▶ _Instructions to follow_:
Extract every line of the data below that contains the string "cone". The match is case-sensitive.

[Pointing and labeling entries]
* start *

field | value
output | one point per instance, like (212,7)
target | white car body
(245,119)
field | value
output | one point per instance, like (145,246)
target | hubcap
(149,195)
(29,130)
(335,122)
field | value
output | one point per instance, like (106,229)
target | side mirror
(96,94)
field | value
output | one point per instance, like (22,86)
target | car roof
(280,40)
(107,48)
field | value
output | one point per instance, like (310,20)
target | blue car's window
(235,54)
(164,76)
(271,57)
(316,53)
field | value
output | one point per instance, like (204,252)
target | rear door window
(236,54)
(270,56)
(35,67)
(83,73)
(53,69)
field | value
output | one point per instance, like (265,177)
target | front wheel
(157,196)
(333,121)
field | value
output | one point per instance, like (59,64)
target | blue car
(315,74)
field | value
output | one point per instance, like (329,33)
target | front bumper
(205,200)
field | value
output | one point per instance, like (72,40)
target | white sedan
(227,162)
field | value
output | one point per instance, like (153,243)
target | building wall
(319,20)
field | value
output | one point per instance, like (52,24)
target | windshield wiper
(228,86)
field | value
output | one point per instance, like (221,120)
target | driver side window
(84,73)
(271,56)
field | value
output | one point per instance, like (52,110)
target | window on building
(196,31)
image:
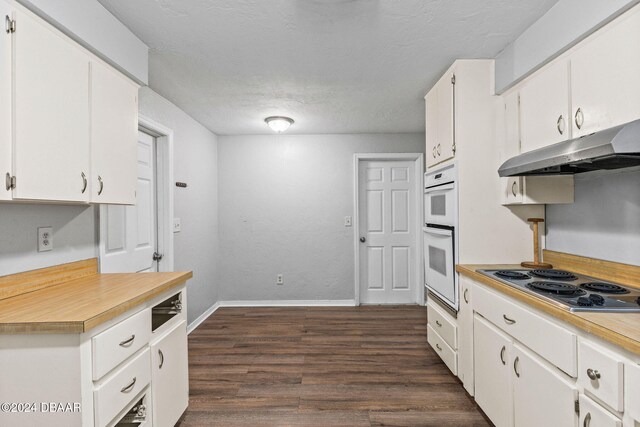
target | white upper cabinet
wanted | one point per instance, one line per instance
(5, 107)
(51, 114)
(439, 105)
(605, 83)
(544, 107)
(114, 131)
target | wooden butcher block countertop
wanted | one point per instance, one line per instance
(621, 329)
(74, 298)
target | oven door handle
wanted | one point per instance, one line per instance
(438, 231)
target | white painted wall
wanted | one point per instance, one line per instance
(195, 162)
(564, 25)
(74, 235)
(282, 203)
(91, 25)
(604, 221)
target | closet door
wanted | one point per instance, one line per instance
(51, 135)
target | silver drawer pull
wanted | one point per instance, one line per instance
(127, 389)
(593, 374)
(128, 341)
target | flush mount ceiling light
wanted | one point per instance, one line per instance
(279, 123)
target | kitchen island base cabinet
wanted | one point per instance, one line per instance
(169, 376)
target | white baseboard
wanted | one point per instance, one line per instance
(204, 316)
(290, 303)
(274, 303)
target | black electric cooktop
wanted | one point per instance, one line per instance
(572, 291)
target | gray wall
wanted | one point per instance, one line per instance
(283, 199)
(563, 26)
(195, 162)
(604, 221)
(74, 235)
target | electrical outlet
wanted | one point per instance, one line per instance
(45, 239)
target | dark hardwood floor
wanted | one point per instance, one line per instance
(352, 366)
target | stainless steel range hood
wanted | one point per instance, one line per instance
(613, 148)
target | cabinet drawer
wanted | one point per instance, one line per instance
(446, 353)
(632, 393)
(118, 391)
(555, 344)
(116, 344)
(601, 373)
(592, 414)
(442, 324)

* end *
* start *

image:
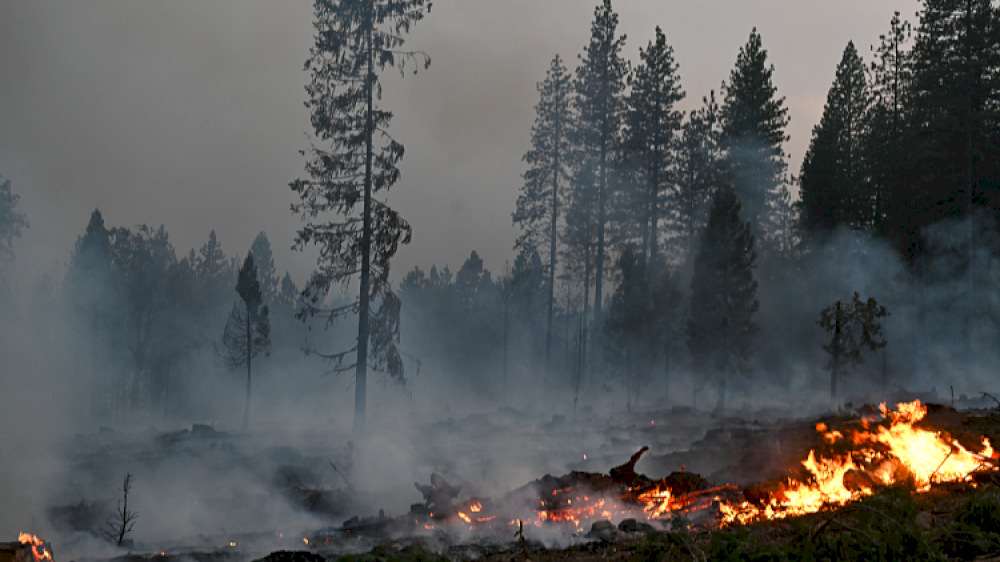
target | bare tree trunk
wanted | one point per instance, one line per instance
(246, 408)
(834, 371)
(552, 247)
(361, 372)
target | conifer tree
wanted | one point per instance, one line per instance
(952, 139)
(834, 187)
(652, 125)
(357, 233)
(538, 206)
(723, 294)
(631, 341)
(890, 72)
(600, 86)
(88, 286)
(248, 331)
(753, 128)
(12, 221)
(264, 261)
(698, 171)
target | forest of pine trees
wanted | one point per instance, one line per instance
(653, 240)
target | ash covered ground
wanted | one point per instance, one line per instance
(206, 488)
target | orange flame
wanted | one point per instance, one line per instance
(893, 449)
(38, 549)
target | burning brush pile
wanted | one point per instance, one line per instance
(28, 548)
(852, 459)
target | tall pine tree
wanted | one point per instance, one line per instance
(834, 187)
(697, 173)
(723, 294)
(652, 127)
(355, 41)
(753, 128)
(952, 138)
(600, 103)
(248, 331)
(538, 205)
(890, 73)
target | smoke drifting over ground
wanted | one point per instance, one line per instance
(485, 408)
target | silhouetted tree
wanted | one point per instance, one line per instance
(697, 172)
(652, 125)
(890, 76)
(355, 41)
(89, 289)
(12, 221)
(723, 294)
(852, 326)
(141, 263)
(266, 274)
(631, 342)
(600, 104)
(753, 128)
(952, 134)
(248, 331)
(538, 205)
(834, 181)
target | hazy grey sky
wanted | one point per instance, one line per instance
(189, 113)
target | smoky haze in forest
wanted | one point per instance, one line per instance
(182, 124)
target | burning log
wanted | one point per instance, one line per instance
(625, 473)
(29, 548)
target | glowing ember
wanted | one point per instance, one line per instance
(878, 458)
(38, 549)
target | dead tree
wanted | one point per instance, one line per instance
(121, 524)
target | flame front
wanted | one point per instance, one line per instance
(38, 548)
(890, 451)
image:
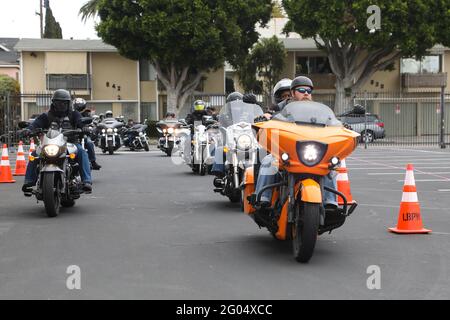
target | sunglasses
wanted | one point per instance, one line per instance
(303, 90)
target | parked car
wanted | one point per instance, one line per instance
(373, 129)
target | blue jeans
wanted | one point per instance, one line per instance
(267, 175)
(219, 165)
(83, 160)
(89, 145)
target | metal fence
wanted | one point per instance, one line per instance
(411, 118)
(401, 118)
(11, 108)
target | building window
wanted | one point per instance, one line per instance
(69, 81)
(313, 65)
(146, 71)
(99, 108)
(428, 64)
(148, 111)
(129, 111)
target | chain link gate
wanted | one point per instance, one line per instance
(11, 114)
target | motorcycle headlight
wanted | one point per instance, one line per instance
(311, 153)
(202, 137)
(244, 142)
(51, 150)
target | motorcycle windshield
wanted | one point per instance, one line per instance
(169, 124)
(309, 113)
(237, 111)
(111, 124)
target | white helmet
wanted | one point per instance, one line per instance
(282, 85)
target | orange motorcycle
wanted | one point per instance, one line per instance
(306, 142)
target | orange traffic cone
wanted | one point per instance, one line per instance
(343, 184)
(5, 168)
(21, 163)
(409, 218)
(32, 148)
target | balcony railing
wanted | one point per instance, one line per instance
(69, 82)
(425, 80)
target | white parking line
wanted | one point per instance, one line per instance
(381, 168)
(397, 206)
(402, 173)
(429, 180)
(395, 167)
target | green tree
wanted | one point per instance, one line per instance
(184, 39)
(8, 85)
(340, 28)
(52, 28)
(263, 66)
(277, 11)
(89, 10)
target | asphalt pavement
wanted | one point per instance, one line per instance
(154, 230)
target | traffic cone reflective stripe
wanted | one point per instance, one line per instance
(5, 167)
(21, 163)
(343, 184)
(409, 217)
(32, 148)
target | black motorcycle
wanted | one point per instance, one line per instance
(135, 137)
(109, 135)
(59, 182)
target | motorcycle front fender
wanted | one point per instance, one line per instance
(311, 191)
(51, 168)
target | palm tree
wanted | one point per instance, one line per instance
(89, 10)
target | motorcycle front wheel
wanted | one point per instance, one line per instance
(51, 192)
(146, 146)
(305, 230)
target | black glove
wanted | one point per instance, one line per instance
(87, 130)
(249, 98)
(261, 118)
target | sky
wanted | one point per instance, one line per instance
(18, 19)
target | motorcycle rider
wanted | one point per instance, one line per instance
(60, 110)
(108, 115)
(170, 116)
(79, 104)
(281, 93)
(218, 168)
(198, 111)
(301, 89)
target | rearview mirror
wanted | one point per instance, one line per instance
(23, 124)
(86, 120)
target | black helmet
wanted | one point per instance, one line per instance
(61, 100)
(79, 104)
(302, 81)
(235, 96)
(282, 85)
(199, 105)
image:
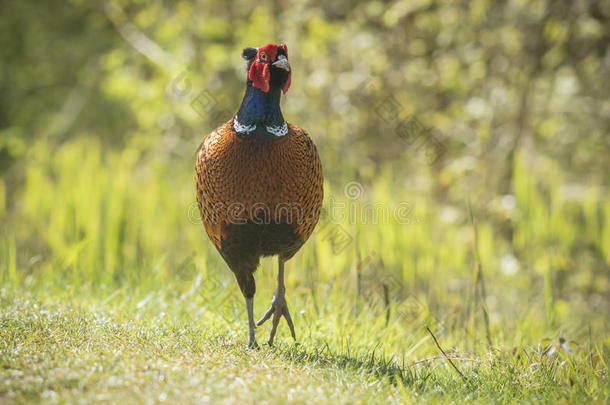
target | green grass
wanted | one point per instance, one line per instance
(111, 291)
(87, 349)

* end *
* start *

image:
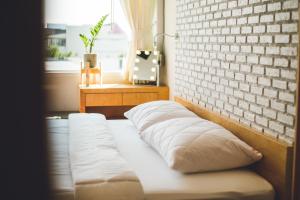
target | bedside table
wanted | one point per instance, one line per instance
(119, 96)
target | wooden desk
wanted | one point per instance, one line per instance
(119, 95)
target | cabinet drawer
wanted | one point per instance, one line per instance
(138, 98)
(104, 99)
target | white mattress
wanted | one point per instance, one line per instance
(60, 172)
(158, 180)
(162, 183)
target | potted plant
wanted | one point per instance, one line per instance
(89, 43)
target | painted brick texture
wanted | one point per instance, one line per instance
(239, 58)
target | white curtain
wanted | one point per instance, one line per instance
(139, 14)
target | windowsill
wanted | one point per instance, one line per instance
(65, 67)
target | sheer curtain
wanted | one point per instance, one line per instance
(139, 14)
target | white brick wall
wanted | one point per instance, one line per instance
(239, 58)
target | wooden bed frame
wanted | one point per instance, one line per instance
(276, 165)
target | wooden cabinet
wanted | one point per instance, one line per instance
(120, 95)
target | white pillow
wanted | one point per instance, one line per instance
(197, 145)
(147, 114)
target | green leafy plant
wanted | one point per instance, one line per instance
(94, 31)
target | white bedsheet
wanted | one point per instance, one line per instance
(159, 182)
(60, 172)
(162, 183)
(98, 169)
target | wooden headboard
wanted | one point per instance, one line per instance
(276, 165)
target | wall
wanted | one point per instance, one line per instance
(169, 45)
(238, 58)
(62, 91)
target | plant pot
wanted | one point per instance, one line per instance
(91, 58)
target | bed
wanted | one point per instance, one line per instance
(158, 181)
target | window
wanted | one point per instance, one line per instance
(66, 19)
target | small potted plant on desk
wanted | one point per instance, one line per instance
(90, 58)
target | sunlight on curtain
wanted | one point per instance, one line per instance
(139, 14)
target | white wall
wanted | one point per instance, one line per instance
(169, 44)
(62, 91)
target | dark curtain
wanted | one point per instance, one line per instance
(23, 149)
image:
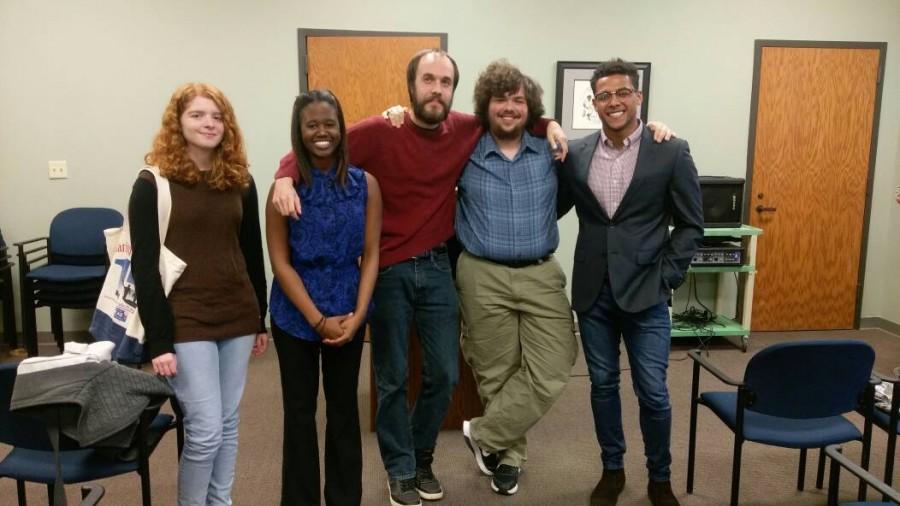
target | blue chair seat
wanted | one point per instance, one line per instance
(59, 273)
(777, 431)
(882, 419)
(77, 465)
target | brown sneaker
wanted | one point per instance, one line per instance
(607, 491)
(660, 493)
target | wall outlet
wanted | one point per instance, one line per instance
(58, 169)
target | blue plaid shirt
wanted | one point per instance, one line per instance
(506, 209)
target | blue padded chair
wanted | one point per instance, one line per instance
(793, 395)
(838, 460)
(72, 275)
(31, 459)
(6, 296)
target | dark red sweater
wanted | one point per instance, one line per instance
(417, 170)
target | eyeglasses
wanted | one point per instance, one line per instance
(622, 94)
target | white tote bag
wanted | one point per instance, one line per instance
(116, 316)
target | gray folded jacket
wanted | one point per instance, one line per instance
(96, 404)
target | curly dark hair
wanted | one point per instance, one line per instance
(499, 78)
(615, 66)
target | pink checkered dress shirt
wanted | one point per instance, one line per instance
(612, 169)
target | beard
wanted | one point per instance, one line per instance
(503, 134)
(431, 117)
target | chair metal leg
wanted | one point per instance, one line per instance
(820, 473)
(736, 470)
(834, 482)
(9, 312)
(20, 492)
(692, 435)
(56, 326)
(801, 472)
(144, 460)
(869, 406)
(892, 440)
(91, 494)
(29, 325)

* end *

▶ _Solved problem_:
target | orange traffic cone
target | traffic cone reflective stripe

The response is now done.